**Dataset entries**
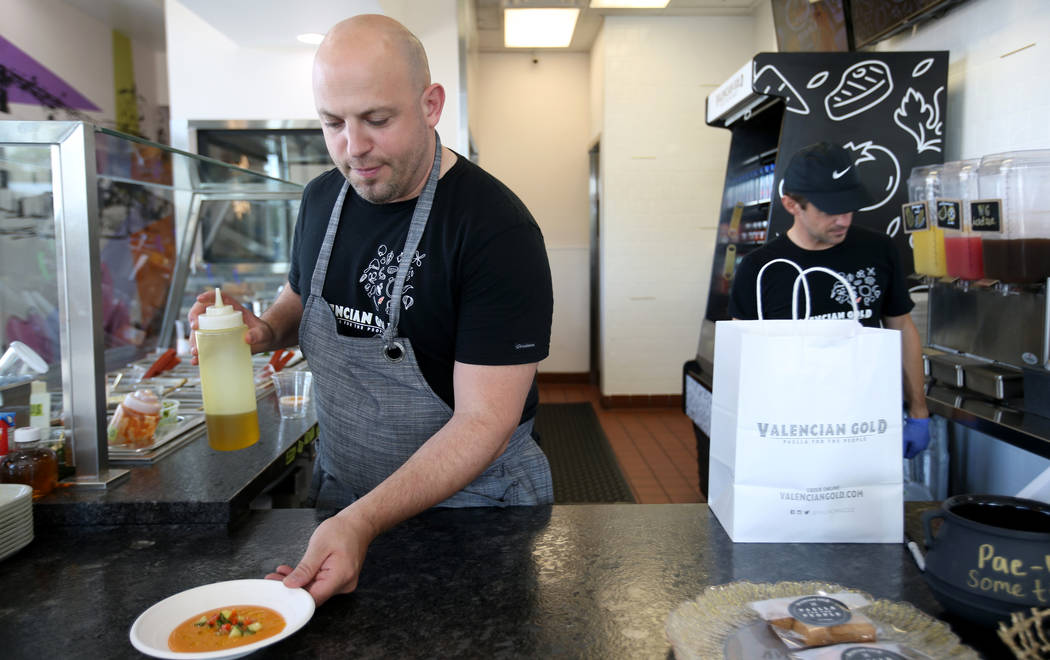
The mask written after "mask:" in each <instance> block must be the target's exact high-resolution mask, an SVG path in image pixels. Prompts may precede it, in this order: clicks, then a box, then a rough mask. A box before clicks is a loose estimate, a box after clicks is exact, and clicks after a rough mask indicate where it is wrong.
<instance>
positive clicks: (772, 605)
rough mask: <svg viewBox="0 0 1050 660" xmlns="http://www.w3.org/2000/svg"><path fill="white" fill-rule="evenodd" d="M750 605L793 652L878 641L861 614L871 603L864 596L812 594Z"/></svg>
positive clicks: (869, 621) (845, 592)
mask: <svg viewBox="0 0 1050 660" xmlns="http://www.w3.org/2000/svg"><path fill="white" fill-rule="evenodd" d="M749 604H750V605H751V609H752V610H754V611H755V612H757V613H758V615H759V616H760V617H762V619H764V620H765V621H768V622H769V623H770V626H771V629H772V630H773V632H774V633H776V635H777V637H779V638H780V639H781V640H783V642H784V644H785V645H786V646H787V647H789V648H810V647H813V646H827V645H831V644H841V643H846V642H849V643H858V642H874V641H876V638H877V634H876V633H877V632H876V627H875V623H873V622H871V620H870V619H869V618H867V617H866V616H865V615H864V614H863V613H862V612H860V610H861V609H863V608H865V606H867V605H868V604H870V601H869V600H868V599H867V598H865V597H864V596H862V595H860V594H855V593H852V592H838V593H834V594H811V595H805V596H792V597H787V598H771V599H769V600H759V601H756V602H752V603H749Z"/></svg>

...

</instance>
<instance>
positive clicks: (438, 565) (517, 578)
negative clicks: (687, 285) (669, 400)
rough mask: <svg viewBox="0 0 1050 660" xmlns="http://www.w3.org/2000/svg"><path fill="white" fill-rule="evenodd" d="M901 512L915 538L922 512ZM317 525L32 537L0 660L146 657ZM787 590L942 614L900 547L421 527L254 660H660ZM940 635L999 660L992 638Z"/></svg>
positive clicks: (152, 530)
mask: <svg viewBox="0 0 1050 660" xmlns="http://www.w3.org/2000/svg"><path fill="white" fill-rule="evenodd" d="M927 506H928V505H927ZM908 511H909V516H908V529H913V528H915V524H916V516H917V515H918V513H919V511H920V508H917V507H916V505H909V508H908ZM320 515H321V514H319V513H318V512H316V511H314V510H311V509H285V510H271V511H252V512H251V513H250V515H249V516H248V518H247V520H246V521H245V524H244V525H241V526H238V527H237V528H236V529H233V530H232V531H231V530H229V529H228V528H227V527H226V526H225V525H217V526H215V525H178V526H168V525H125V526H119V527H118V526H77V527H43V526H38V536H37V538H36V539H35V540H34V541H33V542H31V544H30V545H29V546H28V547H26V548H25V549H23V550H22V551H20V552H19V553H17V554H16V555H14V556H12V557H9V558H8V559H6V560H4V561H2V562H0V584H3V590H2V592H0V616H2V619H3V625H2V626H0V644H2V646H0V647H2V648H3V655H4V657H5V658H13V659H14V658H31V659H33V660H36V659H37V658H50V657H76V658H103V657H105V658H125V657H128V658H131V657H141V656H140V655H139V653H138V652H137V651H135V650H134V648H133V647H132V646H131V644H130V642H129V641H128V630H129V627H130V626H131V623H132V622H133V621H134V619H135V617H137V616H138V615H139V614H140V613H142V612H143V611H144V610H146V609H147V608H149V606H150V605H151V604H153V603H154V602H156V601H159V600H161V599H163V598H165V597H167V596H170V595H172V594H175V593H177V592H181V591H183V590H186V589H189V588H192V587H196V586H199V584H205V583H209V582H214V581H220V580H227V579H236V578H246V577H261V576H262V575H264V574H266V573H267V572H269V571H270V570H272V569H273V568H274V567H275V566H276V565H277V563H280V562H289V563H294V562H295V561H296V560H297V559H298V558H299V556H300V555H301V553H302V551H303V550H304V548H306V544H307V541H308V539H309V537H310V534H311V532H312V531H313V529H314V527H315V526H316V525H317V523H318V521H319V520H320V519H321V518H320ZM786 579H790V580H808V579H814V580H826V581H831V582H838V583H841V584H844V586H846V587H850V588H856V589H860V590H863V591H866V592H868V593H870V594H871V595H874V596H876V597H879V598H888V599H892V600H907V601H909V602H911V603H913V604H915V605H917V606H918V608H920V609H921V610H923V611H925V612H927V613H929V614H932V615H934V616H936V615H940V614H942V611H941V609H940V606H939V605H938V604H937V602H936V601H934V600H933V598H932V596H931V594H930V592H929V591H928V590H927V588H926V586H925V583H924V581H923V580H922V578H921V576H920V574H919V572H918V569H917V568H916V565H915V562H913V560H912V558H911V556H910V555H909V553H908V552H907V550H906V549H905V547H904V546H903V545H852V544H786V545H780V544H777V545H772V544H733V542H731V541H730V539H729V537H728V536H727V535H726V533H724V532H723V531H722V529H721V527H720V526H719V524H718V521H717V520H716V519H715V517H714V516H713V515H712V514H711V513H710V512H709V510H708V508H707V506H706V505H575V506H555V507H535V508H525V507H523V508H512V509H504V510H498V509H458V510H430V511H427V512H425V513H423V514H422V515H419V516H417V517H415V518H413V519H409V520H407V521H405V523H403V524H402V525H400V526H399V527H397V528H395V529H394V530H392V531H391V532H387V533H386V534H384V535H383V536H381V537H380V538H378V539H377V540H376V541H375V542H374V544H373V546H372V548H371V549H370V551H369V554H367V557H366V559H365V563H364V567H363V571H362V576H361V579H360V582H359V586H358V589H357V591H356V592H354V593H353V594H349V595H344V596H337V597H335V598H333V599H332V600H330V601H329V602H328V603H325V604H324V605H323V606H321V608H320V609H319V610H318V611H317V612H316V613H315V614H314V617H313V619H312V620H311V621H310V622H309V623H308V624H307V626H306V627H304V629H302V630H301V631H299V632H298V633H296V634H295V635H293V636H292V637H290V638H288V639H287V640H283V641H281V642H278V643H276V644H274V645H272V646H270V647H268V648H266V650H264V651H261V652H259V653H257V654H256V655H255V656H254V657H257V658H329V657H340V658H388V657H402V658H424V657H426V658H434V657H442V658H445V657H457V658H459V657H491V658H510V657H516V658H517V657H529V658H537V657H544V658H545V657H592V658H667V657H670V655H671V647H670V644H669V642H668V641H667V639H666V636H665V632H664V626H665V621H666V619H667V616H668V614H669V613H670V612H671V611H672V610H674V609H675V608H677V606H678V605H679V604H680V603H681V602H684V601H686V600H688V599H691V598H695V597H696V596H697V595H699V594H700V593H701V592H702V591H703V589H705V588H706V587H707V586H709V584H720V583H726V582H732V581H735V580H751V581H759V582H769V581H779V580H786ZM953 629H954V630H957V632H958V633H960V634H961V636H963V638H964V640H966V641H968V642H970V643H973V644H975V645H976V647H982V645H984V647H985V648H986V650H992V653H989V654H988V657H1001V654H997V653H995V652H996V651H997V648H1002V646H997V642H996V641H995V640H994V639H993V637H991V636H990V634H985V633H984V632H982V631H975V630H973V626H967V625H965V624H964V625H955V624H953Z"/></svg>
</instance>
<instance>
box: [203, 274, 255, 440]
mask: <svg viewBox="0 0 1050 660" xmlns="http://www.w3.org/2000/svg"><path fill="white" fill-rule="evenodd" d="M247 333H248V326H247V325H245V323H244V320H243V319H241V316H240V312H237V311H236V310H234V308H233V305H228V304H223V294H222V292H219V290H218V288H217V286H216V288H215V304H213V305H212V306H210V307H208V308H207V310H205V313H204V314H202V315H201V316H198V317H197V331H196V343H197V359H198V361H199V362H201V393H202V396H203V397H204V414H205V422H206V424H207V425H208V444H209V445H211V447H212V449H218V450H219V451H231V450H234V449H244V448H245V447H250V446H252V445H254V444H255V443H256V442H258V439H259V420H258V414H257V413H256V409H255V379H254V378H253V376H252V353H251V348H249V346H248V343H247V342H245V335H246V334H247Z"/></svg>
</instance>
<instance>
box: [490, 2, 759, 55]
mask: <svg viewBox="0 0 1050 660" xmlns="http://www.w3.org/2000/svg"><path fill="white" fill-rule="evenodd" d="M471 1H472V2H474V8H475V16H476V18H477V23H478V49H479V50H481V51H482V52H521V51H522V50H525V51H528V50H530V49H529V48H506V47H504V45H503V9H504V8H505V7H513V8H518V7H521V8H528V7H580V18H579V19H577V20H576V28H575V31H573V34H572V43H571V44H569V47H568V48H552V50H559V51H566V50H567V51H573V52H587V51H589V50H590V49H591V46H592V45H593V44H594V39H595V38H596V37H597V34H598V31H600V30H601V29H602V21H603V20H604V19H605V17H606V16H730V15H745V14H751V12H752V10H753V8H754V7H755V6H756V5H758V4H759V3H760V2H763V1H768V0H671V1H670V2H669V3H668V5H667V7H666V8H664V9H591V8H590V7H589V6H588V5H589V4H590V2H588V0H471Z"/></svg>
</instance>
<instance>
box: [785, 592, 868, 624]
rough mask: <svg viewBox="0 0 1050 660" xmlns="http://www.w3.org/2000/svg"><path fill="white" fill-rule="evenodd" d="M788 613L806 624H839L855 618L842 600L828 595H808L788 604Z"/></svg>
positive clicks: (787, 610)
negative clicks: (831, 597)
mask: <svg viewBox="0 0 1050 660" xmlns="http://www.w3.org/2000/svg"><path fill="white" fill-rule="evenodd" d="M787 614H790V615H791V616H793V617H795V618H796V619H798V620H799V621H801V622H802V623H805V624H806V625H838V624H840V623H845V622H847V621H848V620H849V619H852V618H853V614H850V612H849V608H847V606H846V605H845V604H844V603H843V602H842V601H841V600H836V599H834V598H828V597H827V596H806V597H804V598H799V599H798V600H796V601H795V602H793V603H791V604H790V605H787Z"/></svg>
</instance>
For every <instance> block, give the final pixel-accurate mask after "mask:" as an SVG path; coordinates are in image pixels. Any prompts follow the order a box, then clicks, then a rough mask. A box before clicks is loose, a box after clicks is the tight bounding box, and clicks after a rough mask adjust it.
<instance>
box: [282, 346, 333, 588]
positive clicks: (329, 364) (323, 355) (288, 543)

---

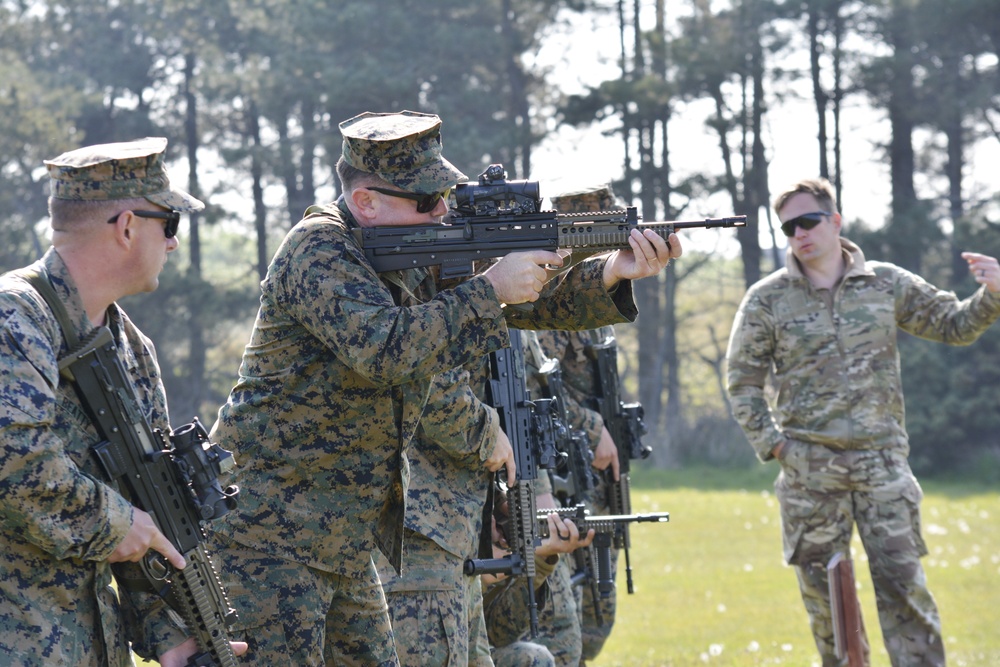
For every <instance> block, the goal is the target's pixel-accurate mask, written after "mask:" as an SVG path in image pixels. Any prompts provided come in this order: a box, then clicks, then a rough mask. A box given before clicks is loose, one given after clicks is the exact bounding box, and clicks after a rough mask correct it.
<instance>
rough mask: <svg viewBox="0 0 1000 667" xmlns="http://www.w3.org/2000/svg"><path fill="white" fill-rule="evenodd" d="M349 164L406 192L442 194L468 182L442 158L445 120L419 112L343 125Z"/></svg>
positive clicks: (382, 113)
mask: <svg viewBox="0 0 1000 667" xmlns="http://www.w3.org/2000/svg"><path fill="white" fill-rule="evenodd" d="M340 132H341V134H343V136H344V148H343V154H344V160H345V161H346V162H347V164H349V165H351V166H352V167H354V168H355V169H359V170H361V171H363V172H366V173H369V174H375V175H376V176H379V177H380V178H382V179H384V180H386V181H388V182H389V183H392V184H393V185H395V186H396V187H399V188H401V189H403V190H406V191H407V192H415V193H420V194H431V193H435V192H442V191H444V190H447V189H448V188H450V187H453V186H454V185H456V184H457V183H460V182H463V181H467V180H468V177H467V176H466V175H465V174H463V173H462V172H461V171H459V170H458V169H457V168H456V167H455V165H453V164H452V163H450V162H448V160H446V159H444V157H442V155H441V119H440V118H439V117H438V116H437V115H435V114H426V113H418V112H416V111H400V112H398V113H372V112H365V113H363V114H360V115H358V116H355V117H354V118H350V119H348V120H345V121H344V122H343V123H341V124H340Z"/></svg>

**Exercise aim**
Pick out each line in the rows above that contains the string "accurate" and copy it in full.

**The completed task**
For every <instance> block, give the final pixel-accurate mask after "mask:" as an SVG path; coordinates are in image pixels. Any prompts follow the order a box, then clicks, then a rough mask. A box before clicks is loose, a box after clicks is the tight bounding box, and clicks after a rough mask adjust it.
For every <instance> block, the goal is the target's pixel-accurate mask, written after "mask:" as an SVG path in image pixels. Any prompts provided come in this order: a box, then clicks, then a rough mask. A box given before clicks is loose, one given after clicks is the exact bounding box, and clicks after a rough mask correct it.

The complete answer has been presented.